Stored data:
----
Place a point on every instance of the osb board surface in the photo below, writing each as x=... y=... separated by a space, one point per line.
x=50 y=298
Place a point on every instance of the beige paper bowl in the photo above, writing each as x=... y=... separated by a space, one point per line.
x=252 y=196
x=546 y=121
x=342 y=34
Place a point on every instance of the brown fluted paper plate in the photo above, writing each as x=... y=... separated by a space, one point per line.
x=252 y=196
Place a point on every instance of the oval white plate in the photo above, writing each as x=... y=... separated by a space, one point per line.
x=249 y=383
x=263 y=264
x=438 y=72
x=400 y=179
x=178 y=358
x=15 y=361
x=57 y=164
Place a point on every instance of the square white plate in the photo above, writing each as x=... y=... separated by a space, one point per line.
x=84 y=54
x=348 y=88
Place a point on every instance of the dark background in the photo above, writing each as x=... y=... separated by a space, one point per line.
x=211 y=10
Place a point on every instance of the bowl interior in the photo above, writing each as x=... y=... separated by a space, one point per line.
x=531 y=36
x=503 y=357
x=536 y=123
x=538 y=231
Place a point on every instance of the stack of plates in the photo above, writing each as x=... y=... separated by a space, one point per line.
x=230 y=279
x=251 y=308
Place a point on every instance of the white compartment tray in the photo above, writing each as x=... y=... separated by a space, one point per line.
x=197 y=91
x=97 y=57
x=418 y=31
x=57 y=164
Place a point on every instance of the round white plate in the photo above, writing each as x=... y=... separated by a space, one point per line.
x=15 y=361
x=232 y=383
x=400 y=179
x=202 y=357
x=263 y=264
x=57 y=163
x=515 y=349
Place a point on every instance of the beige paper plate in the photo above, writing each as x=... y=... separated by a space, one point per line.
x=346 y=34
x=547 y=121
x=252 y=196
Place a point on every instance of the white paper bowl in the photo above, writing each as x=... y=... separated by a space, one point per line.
----
### WORK INSTRUCTIONS
Restate all of the data above. Match it word for word.

### REPLY TO THE EXERCISE
Place a point on every instance of the osb board surface in the photo below, writing each as x=... y=... separated by a space, one point per line.
x=50 y=298
Place a point on every instance of the beige paper bowl in the photo above, writing each as x=... y=... separated by a space, one point per line.
x=252 y=196
x=546 y=121
x=342 y=34
Place a point on every instance of the brown fluted paper plate in the photo above, writing each as x=... y=... separated by a space, one point per line.
x=252 y=196
Place a point on every instance of the oval white plate in the photo above, writing each as x=... y=... separated by a space, one point per line.
x=249 y=383
x=263 y=264
x=438 y=72
x=400 y=179
x=178 y=358
x=15 y=361
x=57 y=164
Place a point on every instance of the square white plate in the photo above, writing each as x=... y=... separated by a space, one point per line.
x=84 y=54
x=348 y=88
Place a point on every instance of the dark background in the photo above, writing each as x=... y=... separated by a space, one point per line.
x=211 y=10
Place a point on every instance of the bowl interior in the photo above, writing each as x=... y=... separated by a space, one point per line.
x=531 y=36
x=503 y=357
x=536 y=123
x=538 y=231
Place a point on every instance of the stack of plates in the photo above, writing each as x=... y=... separated by a space, one point per line.
x=230 y=279
x=251 y=308
Place a point on every instance of the white compartment tray in the photo above, writing each as x=... y=... separated by a space, one point per line.
x=197 y=91
x=97 y=57
x=418 y=31
x=57 y=164
Place a point on every instance of the round white plate in the photo above, writing each as x=... y=... separated by a space, one point per line.
x=15 y=361
x=232 y=383
x=400 y=179
x=202 y=357
x=263 y=264
x=57 y=163
x=515 y=349
Place a point on every instance of the beige paper plate in the photo above, writing each as x=... y=... separated by a space, one point per line.
x=346 y=34
x=547 y=121
x=252 y=196
Place a point on every instance of the white paper bowl in the photo above, writing each as x=... y=... separated by a space, one point per line.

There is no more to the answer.